BEGIN Text passage

Last week, we joined “Managing confidential research data,” a class on research design and methods at MIT taught by Dr. Micah Altman. We thought SurveyCTO users would appreciate the following take-aways:
- Always consider the sensitivity of data relative to its research utility. If there is more risk than reward, don’t collect it. At the extreme, consider anonymous data collection.
- Think holistically about the entire project lifecycle. Consider data security and use during project design, collection, analysis, storage, release, and disposal.
- Develop the appropriate safeguards for when you do share data. Benefits to sharing data include increased transparency and opportunities for social value. You may also be compelled to share data for legal reasons, so it’s important to be prepared.
- Familiarize yourself with the relevant legal frameworks. Laws in your own country and the country in which you conduct research apply. These laws can dictate what researchers should know, what permissions or consent they must obtain, and when/how/who to notify when certain types of events occur.
- Review this simplified guide to protecting your data:
A) Identify all possible confidential or identifying data
B) Encrypt your data at rest, on disk, and on devices
C) Encrypt your data in transit
D) Maintain “core info hygiene” on your devices: have strong passwords, don’t share passwords, use anti-virus software, revoke access to users who leave your project, and train people who will be handling confidential data
E) Dispose of data carefully
Finally, when protecting sensitive data, we think in terms of protecting individuals (one should not be able to figure out which individual corresponds to a specific record in the data). But there are other types of identification one has to be careful about:
Indistinguishability: Where anonymized data can’t be linked to an individual but can still be linked to a group or crowd of individuals. The group could be directly endangered or, if the group is small enough, one could still use that information to find and target individuals.
Limited adversarial learning: Anonymized information that can still help improve your likelihood of linking a record to an individual by a certain probability. For example, data that does not directly link to an individual but perhaps makes your guess about who the record links to 20% more accurate.
Thoughtful planning and design can help minimize the risks of handling confidential information. Good systems – and good tools – are critical to data security.

END Text passage
BEGIN Dataset extract

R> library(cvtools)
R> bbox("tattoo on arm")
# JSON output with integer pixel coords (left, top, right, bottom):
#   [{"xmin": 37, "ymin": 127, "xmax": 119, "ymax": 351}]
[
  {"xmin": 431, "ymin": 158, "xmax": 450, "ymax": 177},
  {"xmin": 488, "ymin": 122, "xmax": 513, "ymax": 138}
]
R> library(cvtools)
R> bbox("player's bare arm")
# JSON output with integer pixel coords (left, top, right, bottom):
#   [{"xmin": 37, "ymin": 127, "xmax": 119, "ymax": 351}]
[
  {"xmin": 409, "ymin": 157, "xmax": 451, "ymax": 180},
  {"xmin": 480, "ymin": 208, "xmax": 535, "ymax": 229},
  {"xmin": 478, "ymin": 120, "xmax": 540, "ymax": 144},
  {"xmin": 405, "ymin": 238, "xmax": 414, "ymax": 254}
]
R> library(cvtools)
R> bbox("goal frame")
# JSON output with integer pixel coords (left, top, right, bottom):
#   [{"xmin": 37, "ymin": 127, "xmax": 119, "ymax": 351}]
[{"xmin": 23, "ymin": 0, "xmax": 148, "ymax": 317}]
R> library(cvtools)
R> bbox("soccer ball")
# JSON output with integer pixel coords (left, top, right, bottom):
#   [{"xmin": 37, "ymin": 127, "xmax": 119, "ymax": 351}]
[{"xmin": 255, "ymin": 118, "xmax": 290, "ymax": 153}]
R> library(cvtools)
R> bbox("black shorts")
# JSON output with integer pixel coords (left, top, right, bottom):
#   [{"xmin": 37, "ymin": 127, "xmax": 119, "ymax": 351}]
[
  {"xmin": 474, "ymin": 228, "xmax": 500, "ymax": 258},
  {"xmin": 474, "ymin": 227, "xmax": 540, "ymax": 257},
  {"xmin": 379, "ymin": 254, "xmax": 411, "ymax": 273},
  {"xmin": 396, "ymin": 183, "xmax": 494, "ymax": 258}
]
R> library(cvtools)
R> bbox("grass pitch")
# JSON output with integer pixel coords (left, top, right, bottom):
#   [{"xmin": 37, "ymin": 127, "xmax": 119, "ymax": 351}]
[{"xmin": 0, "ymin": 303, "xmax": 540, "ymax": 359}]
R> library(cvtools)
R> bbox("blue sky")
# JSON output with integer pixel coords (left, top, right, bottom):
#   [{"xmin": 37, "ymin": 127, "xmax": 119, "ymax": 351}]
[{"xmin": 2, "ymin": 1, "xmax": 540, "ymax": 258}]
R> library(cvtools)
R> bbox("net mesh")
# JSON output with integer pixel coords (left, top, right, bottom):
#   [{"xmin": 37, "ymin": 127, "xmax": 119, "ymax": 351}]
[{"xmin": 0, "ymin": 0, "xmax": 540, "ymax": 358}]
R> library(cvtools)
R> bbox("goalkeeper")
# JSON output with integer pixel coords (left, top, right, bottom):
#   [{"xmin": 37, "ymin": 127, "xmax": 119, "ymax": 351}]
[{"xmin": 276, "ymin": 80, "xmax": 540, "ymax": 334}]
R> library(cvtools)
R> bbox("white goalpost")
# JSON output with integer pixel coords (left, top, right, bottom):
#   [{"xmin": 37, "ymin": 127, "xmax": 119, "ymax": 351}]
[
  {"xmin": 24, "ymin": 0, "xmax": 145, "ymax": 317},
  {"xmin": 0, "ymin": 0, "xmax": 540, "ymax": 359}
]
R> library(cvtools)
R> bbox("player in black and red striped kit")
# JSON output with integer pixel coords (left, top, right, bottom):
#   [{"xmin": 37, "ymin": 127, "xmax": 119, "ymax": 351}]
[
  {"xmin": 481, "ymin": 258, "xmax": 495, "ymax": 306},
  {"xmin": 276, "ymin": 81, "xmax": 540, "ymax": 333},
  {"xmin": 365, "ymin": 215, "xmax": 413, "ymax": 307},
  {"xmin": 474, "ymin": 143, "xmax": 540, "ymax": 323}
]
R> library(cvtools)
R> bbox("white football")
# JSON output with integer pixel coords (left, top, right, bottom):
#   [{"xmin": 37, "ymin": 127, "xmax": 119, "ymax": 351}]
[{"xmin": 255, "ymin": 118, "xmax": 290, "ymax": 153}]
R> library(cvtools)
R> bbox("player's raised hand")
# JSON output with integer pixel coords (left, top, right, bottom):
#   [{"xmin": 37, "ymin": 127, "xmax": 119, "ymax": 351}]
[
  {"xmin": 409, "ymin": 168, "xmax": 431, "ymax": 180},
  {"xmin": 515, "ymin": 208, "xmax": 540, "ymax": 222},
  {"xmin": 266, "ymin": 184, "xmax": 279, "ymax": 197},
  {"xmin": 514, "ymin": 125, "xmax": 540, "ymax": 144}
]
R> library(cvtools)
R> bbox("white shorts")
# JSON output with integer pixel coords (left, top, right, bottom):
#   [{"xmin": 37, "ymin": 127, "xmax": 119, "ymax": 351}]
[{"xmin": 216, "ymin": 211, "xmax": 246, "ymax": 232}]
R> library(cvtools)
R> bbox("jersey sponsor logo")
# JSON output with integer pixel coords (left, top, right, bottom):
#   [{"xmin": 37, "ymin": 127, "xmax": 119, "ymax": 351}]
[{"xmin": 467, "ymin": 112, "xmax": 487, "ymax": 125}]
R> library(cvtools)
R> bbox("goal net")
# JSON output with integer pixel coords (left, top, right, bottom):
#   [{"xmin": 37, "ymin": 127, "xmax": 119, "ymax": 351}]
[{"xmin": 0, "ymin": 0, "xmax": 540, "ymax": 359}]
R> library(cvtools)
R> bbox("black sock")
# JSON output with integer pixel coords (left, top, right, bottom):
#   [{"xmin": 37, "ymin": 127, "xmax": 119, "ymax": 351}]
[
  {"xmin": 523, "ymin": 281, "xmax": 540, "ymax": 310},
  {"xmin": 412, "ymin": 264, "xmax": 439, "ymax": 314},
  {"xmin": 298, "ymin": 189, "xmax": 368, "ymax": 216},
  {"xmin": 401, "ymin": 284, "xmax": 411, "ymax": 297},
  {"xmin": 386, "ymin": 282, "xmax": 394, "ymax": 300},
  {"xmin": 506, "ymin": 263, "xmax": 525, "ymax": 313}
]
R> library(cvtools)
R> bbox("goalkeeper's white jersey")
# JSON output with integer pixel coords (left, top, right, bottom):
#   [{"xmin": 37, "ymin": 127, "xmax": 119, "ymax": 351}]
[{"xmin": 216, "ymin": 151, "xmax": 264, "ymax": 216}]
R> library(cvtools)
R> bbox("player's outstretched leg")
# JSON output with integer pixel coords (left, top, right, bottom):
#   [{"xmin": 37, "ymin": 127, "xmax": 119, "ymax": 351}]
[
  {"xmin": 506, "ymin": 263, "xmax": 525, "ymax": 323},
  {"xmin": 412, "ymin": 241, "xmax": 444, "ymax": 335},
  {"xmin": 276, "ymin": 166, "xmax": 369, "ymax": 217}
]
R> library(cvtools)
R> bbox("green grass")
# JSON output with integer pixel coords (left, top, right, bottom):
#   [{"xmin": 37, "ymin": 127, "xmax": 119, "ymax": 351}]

END Dataset extract

# [Exercise goal]
Write out the data-protection post again, starting with "- Think holistically" and going on through "release, and disposal.", and swap "lifecycle" out for "life cycle". Nothing in the listing is needed here.

# [Answer box]
- Think holistically about the entire project life cycle. Consider data security and use during project design, collection, analysis, storage, release, and disposal.